- TASK INSTRUCTIONS:
Collect every line of the entries that contains the string "covered". Case counts.

^^^^^^^^^^^^^^^^

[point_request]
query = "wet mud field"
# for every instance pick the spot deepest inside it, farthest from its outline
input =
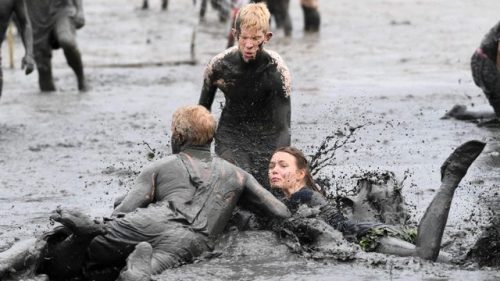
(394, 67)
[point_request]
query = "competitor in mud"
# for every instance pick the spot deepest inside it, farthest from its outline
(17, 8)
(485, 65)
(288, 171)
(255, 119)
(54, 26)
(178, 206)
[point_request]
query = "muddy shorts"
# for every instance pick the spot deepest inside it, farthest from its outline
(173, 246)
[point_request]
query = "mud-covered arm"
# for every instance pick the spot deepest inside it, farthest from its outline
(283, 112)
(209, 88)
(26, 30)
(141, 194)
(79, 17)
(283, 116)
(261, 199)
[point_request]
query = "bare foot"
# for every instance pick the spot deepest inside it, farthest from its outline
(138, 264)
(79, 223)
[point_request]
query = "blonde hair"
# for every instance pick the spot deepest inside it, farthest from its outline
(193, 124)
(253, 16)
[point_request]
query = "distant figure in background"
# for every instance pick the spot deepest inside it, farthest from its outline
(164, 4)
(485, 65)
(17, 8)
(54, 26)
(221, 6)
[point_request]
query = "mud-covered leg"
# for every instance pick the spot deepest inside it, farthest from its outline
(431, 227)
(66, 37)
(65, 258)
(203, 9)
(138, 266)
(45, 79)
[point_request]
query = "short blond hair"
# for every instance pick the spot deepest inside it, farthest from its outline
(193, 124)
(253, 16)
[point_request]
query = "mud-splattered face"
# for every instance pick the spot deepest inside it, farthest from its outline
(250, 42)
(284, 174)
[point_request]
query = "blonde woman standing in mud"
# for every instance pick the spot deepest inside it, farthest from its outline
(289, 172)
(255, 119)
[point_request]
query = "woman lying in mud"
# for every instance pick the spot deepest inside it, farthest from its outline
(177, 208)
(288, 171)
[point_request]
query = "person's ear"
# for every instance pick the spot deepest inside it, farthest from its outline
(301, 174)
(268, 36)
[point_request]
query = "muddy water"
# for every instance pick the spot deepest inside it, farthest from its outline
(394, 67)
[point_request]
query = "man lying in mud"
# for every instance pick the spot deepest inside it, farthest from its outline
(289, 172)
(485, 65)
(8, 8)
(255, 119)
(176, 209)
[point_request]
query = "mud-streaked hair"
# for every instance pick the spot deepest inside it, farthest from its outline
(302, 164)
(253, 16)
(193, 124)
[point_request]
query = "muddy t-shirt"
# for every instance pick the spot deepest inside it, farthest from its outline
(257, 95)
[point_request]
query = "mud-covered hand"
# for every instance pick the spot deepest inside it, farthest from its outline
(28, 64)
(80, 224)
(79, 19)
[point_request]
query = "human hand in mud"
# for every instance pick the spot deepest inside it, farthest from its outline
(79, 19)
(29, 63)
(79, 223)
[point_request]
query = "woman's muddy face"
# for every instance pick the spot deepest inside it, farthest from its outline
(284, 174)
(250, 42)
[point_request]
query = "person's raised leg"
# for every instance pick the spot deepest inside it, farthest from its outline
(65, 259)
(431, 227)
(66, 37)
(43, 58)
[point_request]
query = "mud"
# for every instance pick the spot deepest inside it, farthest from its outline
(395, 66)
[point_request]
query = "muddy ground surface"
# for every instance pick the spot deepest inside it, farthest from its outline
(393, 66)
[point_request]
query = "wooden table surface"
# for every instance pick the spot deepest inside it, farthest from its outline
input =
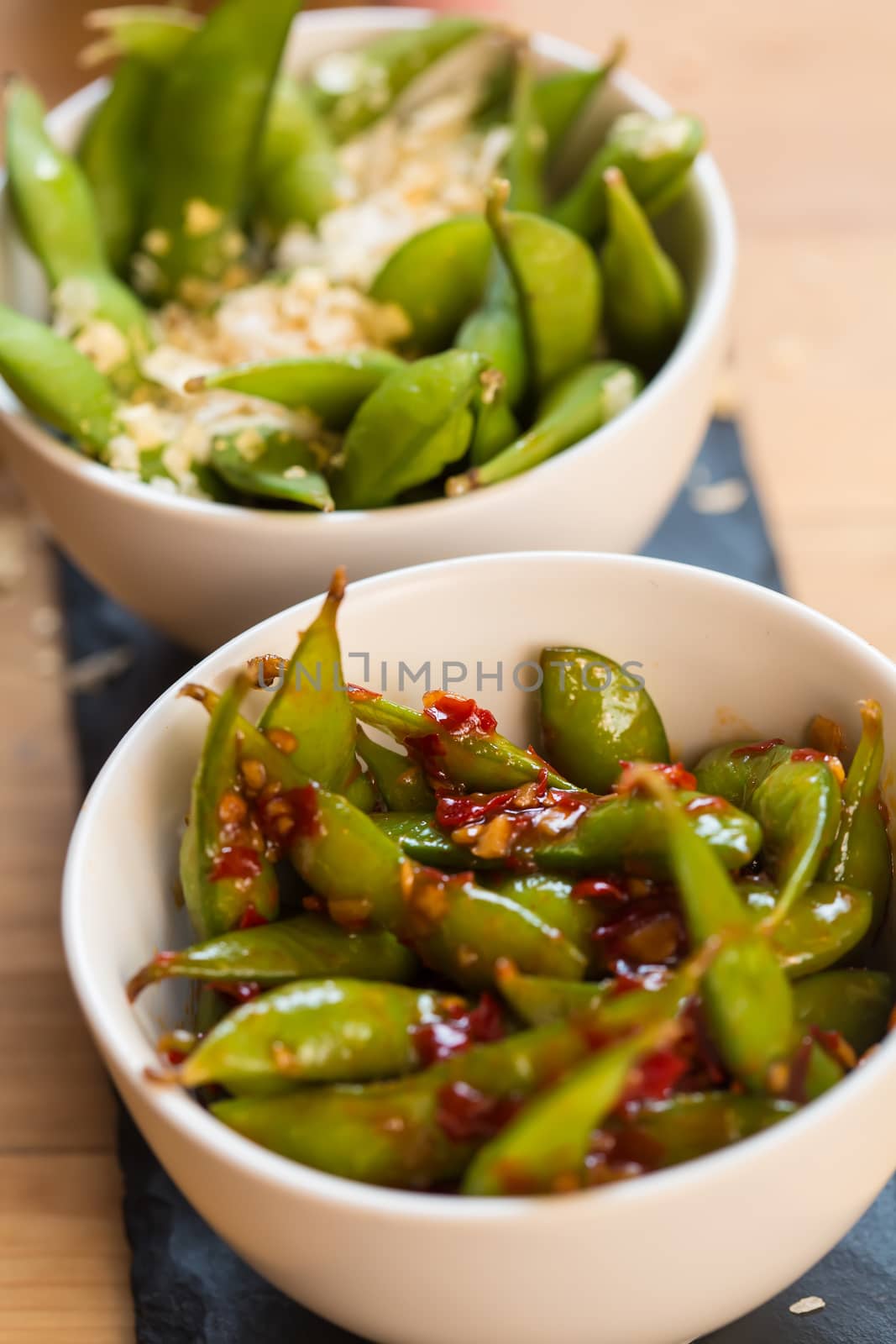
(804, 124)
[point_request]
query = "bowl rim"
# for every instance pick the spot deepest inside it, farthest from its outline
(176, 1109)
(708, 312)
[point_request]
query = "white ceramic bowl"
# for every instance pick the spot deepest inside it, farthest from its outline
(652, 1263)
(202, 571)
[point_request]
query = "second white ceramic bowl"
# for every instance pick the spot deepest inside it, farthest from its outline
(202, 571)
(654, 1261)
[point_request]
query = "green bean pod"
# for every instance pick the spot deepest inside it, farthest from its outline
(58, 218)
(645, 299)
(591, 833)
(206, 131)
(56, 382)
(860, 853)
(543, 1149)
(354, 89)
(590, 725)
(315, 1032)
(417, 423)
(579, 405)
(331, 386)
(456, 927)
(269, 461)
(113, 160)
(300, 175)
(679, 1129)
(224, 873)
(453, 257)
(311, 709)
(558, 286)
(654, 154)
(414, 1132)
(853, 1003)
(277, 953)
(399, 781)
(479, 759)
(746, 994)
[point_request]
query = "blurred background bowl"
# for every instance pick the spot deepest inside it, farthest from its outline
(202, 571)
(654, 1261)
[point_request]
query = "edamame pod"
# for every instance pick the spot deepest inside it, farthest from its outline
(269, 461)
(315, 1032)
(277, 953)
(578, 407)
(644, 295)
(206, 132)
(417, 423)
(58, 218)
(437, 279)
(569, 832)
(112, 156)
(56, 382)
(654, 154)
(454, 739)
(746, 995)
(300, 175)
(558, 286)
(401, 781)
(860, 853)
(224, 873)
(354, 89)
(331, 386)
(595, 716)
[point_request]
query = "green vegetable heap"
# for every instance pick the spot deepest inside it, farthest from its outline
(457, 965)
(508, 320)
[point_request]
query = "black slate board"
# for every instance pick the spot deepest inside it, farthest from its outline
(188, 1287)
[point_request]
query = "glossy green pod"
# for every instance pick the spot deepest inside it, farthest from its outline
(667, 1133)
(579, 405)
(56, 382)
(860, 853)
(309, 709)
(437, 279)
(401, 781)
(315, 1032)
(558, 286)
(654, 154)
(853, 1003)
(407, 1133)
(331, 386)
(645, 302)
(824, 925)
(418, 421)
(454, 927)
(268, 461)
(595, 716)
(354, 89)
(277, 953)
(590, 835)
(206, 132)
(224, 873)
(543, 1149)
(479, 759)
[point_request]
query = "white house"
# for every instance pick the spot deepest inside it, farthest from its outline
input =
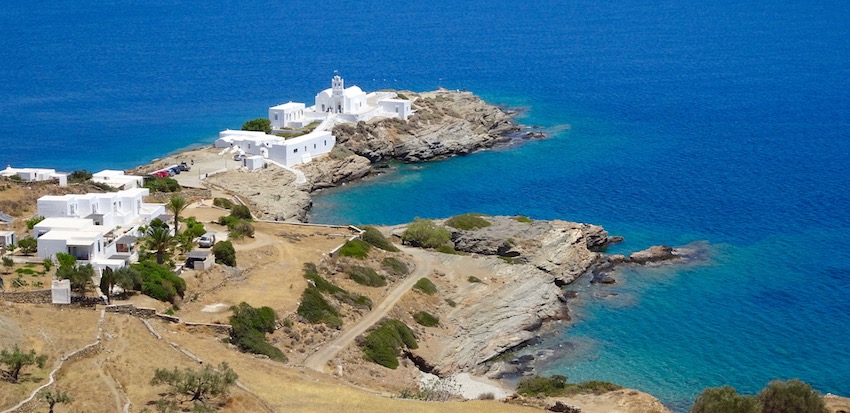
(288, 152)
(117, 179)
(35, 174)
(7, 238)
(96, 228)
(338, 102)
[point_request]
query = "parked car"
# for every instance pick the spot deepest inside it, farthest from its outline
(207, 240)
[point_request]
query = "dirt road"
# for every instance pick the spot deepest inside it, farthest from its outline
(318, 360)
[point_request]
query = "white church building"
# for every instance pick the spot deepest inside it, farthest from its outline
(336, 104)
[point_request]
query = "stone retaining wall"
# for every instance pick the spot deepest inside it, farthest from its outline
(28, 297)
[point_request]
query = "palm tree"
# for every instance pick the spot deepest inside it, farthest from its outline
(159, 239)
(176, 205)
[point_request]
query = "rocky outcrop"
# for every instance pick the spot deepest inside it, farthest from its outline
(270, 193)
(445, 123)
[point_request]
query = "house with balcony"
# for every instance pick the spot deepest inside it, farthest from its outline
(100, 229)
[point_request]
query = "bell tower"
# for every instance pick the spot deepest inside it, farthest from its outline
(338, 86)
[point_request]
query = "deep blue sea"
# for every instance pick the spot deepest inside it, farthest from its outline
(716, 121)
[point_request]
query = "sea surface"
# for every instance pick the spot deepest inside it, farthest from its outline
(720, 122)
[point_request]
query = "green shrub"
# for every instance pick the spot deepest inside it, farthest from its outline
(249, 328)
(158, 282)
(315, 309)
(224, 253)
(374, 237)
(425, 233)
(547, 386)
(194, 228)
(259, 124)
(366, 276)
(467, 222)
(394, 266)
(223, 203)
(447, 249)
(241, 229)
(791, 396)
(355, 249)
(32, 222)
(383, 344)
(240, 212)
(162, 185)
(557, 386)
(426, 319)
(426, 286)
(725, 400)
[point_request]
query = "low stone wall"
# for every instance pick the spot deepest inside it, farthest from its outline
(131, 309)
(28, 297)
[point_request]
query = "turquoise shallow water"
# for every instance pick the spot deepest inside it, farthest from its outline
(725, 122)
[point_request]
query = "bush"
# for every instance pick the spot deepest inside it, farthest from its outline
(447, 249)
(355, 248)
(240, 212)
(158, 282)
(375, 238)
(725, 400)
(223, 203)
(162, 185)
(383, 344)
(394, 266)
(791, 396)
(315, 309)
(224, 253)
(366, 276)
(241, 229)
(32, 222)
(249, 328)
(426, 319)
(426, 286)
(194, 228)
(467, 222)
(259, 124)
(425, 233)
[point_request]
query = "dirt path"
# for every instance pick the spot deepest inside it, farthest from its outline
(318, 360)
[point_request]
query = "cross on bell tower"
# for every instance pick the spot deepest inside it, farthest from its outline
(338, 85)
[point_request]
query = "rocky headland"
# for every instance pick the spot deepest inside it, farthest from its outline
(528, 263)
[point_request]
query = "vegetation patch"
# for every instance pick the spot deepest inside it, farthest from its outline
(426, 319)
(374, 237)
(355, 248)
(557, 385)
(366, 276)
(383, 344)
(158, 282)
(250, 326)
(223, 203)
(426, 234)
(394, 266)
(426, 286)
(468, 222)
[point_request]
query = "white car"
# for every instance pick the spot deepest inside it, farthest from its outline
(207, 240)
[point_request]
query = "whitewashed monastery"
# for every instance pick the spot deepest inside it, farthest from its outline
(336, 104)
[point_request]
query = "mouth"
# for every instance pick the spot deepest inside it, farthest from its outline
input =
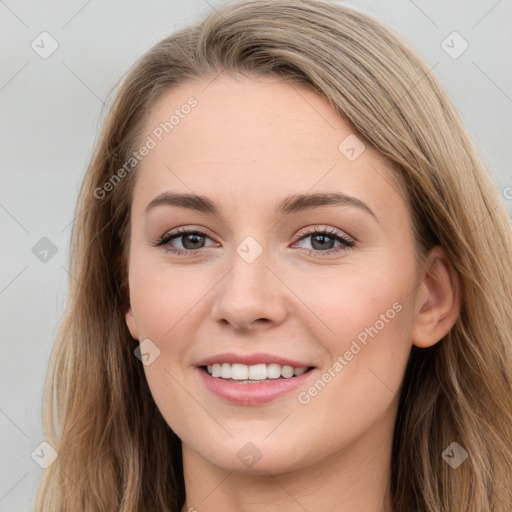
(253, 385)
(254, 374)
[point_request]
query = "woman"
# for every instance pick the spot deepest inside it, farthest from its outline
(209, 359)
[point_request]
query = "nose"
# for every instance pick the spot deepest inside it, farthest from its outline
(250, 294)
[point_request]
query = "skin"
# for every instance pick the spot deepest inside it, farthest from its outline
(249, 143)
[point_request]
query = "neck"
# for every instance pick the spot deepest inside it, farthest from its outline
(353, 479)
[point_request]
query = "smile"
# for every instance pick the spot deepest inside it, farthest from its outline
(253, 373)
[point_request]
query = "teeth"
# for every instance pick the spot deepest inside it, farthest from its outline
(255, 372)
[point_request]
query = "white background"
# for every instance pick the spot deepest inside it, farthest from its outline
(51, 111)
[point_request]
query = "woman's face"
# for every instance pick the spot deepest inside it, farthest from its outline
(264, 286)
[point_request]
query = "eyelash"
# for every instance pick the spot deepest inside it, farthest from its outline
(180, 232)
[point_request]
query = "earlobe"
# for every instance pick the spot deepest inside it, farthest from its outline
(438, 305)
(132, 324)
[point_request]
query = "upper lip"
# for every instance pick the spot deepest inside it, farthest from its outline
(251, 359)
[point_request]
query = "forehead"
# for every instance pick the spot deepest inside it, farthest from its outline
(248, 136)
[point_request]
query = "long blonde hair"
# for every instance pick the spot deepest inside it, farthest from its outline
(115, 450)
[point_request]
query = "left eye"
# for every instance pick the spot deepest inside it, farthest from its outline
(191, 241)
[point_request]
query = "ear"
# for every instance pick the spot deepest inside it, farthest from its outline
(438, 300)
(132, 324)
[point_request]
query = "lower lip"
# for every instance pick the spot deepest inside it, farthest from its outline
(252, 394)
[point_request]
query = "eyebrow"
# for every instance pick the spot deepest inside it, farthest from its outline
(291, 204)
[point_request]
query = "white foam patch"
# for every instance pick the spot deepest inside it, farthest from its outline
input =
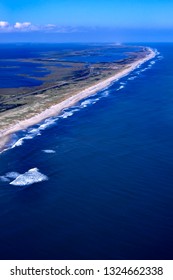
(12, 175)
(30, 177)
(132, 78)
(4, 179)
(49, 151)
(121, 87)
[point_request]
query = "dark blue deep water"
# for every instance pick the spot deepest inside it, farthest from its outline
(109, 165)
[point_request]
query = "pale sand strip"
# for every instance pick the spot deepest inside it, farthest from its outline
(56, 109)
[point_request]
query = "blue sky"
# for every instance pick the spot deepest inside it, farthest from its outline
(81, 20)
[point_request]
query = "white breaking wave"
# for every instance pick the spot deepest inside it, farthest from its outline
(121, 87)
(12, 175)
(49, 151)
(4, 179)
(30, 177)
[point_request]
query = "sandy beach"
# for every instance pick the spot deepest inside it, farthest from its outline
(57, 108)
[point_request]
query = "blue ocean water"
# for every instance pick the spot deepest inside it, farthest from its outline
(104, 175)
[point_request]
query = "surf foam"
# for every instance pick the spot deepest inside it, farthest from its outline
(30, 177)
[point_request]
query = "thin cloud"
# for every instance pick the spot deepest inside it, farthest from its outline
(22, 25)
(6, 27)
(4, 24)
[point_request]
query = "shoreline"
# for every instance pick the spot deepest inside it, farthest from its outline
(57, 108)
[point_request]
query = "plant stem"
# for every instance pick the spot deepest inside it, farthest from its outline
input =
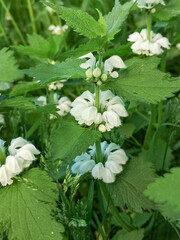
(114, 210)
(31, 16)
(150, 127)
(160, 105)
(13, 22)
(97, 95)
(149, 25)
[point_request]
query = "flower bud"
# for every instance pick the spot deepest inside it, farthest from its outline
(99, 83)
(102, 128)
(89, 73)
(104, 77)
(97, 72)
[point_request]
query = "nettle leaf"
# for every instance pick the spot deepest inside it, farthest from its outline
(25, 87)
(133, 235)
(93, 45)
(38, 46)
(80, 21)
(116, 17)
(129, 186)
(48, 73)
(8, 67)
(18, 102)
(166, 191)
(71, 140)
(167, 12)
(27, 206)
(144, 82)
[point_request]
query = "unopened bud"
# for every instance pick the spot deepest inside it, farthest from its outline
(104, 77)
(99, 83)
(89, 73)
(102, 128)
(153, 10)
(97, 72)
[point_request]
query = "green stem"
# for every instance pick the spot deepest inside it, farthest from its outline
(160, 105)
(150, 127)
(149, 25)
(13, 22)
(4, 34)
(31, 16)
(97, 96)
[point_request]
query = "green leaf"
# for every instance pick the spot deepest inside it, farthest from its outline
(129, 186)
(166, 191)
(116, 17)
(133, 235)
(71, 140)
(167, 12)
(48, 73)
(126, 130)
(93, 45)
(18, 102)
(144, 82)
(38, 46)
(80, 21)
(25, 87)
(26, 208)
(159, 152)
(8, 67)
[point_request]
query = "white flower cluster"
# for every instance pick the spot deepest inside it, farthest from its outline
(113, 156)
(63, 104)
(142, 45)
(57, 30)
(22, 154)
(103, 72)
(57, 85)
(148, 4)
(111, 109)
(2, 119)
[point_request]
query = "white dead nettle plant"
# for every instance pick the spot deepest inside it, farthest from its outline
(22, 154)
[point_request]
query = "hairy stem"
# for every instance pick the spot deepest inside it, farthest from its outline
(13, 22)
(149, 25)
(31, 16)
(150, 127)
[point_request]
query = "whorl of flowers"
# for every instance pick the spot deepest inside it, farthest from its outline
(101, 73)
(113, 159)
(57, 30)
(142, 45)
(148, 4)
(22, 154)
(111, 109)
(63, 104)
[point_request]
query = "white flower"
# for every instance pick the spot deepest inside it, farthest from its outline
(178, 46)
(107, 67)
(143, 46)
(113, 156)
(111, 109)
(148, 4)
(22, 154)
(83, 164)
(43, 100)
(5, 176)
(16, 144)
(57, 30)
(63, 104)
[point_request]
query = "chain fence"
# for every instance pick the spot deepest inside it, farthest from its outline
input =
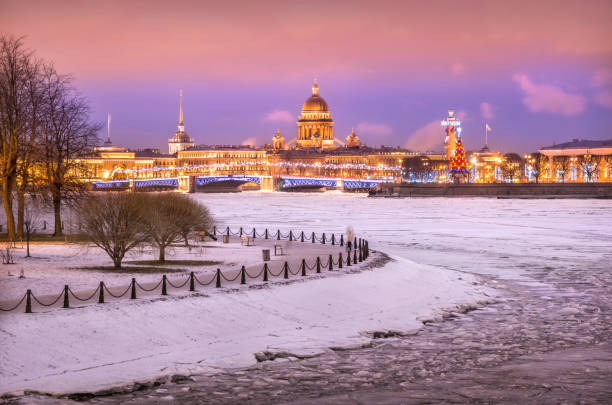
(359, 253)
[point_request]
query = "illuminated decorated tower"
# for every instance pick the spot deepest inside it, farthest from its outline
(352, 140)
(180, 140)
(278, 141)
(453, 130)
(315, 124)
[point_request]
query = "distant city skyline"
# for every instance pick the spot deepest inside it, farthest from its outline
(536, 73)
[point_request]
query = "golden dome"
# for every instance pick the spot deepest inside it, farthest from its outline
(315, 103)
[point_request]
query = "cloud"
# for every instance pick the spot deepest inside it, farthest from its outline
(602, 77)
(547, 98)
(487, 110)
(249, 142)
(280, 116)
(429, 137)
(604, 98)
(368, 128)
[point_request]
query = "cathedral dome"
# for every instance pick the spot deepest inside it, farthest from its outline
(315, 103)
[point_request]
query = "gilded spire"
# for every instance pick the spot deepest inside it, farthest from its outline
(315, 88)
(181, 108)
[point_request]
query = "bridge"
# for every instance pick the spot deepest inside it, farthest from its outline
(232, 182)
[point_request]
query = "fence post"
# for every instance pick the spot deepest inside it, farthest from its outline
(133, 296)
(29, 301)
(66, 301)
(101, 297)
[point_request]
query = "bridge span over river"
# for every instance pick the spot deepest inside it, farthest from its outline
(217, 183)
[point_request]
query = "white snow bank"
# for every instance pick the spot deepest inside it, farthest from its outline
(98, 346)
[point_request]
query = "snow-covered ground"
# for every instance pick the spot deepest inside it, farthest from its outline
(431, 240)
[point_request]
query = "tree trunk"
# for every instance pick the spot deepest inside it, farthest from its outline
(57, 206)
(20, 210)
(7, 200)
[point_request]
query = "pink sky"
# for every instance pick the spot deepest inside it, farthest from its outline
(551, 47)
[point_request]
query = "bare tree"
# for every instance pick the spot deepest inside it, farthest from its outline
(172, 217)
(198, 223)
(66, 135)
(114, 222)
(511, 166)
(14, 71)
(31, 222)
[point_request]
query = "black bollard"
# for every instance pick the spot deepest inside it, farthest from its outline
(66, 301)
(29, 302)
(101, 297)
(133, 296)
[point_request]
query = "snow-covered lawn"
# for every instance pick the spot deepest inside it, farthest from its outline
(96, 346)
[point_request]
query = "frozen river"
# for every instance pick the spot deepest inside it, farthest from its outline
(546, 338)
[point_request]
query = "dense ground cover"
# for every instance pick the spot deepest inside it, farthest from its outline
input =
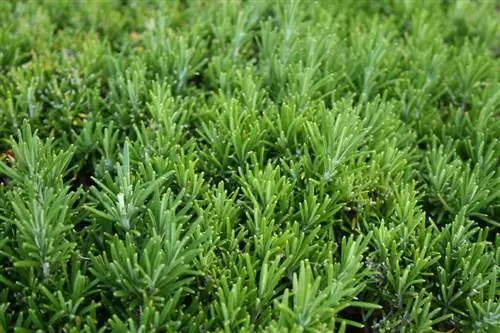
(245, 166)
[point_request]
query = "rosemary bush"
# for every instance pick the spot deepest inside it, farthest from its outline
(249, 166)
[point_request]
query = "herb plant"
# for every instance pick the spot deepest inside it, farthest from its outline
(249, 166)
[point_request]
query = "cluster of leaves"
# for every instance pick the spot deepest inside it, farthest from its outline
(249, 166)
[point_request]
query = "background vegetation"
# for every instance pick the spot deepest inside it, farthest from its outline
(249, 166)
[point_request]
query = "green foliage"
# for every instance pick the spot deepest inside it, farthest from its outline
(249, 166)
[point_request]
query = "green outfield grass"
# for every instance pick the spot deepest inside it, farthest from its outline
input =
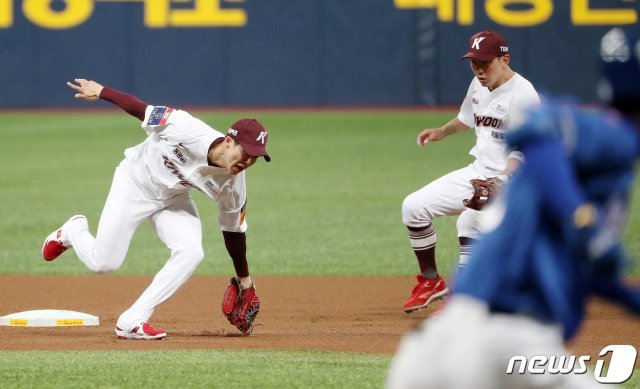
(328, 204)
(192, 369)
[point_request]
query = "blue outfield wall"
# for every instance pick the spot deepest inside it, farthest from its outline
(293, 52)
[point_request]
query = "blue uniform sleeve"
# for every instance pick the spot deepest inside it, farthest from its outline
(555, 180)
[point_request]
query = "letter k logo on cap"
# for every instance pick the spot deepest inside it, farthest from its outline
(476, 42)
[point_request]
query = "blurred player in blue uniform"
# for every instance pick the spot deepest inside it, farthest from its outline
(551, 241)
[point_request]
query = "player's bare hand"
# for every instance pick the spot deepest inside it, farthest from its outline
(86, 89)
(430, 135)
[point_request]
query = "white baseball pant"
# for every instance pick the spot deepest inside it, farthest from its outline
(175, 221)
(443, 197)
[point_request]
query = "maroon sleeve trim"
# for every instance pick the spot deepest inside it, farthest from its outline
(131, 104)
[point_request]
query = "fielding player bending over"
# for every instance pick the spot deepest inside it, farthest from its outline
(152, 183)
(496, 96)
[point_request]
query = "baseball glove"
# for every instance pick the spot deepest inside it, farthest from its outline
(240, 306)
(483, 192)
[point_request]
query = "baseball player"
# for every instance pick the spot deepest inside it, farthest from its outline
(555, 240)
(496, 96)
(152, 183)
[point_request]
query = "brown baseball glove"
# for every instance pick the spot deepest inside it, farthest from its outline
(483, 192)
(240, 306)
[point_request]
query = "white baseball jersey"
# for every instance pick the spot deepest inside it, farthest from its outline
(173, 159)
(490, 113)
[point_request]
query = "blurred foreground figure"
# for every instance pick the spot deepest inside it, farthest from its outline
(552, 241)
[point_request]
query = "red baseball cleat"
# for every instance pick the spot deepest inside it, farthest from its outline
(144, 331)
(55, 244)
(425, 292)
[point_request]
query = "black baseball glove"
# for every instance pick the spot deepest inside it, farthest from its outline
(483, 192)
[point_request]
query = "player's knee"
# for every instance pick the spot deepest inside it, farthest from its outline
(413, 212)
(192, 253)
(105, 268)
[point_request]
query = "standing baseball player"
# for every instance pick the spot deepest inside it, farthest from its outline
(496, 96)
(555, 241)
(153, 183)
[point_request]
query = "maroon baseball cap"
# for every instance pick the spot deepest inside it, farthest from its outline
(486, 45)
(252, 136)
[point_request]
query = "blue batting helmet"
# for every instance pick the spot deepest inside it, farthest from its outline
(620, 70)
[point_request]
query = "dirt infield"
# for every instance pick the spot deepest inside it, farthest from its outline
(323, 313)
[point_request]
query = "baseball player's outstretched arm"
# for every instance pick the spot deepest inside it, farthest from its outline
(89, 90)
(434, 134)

^^^^^^^^^^^^^^^^

- COMPLETE OUTPUT:
query = "mud-covered arm"
query = "mud-covered leg"
query = "mud-covered hand"
query = "snow-covered ground"
query = "snow-covered lawn"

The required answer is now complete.